• Your instructions
No line before the one containing "For every instance of the building" should appear; that line and all lines after it, through the end of the data, are to be set down exactly.

• Material shown
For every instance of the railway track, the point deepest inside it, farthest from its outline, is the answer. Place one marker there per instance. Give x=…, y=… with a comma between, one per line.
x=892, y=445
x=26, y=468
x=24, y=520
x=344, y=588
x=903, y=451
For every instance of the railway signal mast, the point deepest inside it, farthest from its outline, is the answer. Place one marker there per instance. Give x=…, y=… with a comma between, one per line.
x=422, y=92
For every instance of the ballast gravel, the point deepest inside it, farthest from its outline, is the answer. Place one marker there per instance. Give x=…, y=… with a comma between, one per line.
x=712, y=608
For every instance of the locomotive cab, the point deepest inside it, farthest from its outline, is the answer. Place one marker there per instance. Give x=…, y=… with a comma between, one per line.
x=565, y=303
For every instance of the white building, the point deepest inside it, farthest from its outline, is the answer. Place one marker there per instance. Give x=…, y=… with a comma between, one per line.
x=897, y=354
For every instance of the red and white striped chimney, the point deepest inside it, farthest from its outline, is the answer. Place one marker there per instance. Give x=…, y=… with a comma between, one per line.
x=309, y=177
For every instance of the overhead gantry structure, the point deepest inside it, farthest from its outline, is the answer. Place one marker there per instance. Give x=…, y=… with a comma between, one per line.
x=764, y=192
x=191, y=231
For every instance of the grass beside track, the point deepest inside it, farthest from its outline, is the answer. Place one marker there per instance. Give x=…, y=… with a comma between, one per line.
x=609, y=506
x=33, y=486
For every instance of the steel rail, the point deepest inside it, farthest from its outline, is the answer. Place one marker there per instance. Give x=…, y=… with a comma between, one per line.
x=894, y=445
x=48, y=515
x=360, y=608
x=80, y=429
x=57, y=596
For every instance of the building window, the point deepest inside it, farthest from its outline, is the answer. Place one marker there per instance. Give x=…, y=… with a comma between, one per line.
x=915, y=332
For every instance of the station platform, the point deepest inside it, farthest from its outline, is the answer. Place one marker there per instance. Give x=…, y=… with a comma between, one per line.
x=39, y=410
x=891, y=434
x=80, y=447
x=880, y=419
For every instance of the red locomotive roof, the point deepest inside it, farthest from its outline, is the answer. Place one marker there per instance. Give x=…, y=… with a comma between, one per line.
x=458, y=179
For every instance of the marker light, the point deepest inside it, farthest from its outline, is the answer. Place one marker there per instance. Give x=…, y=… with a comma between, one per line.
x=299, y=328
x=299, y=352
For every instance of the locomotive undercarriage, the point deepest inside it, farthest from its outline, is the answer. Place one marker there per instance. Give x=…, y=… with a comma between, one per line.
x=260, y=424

• Output below
For every instance of the building window, the point deepest inside it, farthest from its outline, is the answer. Place one marker there per instance. Give x=…, y=… with a comma between, one per line.
x=915, y=332
For every instance of the station platform, the point deepest inside it, farthest from its outline, is the answer. Place one marker there per instance. Give x=…, y=… with a comma between, one per line.
x=39, y=410
x=891, y=434
x=80, y=447
x=880, y=419
For every instance of the red locomotive roof, the point deepest inside it, farthest from its outline, is the answer. Place one marker there per instance. Give x=…, y=… with a comma between, one per line.
x=458, y=179
For every instance of the marker light, the point deepest inside it, farthest from its outline, is the answer. Place one marker there per instance. Give x=…, y=… with a comma between, one per line.
x=299, y=328
x=299, y=352
For every instance of the locomotive undercarriage, the point deepest inside it, farthest from its outline, is the answer. Place one marker there per instance. Give x=…, y=… with a comma between, one per line.
x=260, y=424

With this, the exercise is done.